WRITTEN INSTRUCTION:
Please copy word for word the passage of the Realise Your Dream article that begins with the words containing "The 2012 Realise" and ends with "and educator, NSW)".

Kate Just 2012 Realise Your Dream Interview


Kate Just 2012 Realise Your Dream Interview

Kate Just 2012 Realise Your Dream Interview

Following a week of interviews in Sydney and Melbourne, 10 young Australian creatives have been chosen to be in the running to win one of three Realise Your Dream awards - $10,000 and a trip to the UK, where they will meet, work with and learn from their professional heroes.

Three panels of judges, featuring leading academics, arts managers and practitioners, were given the tremendously difficult task of choosing the 10 from over 650 applications, representing a huge range of art forms. Applications came from all over Australia this year, most markedly from Queensland, from which two of the finalists hail.

British Council Australia says, "Realise Your Dream gives us an incredible snapshot of both the Australian creative industries and the potential partnership opportunities in the UK. The sheer talent, motivation and breadth of this year's finalists means the biggest hurdle we face is whittling down exactly which opportunities to support. Frankly, I pity the judges - it's an almost impossible task this year!"

The 2012 Realise Your Dream finalists are:
Jolie Herzberg (festival director and artistic producer, QLD)
Saskia Moore (producer and artist, VIC)
Kate Just (visual artist, VIC)
Frankie Snowdon (dancer and choreographer, VIC)
Phong Chi Lai (shoe maker, VIC)
Emma Swift (radio announcer and producer, NSW)
Sukhdeep Boghal (rapper and educator, NSW)
Et Al (photojournalism collective, QLD)
Sam Hodge (photographer, NSW)
Elmo Keep (writer and broadcaster, VIC)

The top 10 will travel to Sydney to participate in a knock-out round of interviews, and to attend the 10th Anniversary Realise Your Dream awards ceremony at the newly refurbished Museum of Contemporary Art on 22 August, where the three winners of the programme will be announced. Realise Your Dream is a British Council initiative, in association with Virgin Atlantic, BBC Knowledge, triple j, NIX Co, Boccalatte and Show Group.

For more interviews see:
Jolie Herzberg Interview: www.girl.com.au/jodie-herzberg-2012-realise-your-dream-interview
Frankie Snowdon interview: www.girl.com.au/kate-just-2012-realise-your-dream-interview
Emma Swift interview: www.girl.com.au/emma-swift-2012-realise-your-dream-interview

Interview with Kate Just

Kate Just is an American-born Australian artist, well known for her knitted and mixed media installations. In works which re-imagine a relationship between historic, cultural or iconographic accounts of femininity and her own autobiographic narratives, Kate Just foregrounds the power and materiality of the body as an identifying site.

RECORDS:
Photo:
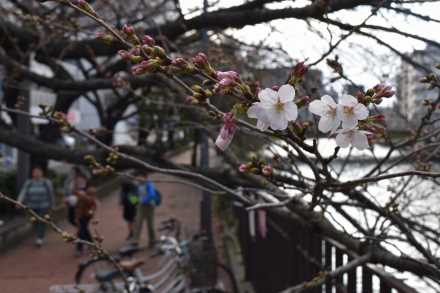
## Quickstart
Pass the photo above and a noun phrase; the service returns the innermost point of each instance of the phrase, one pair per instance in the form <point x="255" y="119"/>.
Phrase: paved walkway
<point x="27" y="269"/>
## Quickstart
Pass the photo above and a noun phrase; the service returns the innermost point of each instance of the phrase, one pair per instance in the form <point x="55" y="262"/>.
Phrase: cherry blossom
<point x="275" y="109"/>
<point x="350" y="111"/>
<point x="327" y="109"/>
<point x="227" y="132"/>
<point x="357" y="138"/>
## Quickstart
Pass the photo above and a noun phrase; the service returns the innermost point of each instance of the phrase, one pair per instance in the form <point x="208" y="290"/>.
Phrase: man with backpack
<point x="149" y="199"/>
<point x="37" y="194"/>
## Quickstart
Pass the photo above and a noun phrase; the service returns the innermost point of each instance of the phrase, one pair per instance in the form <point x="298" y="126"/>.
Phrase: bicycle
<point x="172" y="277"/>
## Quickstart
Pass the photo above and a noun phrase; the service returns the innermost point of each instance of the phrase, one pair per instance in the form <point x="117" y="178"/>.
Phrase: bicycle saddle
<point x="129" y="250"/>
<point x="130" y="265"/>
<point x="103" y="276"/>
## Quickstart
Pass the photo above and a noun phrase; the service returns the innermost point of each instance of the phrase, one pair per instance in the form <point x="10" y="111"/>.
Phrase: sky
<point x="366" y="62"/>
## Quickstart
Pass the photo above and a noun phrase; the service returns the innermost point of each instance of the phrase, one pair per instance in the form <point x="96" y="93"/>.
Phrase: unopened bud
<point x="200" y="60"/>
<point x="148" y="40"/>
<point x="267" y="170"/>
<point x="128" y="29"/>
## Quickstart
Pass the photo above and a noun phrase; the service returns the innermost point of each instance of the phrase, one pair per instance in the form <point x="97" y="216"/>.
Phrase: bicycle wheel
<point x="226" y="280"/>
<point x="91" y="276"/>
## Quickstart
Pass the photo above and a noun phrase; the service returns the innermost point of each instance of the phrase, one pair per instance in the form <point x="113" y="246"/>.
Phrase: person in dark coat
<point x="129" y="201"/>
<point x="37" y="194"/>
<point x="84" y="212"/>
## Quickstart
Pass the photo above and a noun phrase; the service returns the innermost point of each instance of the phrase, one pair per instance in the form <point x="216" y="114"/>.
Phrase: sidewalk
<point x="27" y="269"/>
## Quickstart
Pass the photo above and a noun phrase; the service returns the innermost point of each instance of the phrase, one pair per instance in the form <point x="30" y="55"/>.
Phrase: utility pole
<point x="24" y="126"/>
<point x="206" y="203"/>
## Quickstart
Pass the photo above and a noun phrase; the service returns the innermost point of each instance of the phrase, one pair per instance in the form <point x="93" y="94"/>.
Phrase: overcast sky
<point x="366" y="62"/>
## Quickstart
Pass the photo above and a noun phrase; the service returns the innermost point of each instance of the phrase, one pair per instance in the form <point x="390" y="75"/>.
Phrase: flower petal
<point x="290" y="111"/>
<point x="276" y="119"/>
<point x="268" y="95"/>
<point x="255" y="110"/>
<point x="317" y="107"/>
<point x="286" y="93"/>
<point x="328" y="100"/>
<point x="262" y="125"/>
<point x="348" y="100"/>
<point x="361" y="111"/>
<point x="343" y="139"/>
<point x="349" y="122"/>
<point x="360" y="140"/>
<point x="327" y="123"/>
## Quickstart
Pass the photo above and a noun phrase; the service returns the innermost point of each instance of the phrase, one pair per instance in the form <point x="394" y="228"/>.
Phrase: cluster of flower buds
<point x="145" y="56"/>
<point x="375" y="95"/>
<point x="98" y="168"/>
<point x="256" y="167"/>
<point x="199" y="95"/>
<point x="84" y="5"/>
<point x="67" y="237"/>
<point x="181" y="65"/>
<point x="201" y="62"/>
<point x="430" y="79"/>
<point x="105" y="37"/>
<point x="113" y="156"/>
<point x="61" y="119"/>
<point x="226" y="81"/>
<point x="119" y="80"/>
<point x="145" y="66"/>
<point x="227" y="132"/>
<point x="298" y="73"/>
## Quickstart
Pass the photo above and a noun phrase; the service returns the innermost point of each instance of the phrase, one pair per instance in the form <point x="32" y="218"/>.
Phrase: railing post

SOLUTION TO THE EXERCISE:
The 2012 Realise Your Dream finalists are:
Jolie Herzberg (festival director and artistic producer, QLD)
Saskia Moore (producer and artist, VIC)
Kate Just (visual artist, VIC)
Frankie Snowdon (dancer and choreographer, VIC)
Phong Chi Lai (shoe maker, VIC)
Emma Swift (radio announcer and producer, NSW)
Sukhdeep Boghal (rapper and educator, NSW)